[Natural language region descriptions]
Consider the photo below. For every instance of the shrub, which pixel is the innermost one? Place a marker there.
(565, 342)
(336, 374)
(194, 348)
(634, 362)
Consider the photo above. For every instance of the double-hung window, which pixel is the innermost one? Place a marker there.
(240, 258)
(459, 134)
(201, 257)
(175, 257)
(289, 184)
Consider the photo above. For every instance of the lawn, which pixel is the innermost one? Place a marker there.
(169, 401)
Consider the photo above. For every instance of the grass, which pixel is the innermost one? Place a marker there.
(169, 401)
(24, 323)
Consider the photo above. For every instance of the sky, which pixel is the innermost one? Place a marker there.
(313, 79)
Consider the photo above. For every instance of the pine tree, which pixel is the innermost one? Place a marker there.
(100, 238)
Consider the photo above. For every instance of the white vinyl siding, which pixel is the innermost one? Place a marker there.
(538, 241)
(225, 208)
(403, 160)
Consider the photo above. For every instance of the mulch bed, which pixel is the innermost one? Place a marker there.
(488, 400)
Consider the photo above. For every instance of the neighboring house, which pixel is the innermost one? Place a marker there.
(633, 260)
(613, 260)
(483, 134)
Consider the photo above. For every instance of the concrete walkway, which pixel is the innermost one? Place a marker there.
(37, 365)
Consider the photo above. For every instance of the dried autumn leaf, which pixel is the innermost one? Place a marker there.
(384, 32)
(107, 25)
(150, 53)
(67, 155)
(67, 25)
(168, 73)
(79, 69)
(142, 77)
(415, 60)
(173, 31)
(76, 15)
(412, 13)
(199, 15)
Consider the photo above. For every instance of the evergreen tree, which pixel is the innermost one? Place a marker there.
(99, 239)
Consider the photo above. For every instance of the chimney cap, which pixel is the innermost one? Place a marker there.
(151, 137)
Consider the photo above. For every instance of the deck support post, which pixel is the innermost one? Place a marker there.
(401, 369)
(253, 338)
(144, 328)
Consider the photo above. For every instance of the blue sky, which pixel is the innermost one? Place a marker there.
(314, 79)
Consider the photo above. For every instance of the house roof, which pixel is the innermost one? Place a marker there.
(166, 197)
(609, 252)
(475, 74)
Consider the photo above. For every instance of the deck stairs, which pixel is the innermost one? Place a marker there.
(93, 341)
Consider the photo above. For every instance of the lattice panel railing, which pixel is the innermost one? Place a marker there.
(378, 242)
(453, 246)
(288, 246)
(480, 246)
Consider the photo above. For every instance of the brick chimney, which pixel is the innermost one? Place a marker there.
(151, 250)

| REQUIREMENT |
Each line from the one with "Consider the photo above. For every instance of the brick" through the last line of the records must be written out word for word. Include nothing else.

| YOUR SOLUTION |
Consider the photo above. For every instance of the brick chimney, which pixel is the innermost one? Place a marker there.
(151, 250)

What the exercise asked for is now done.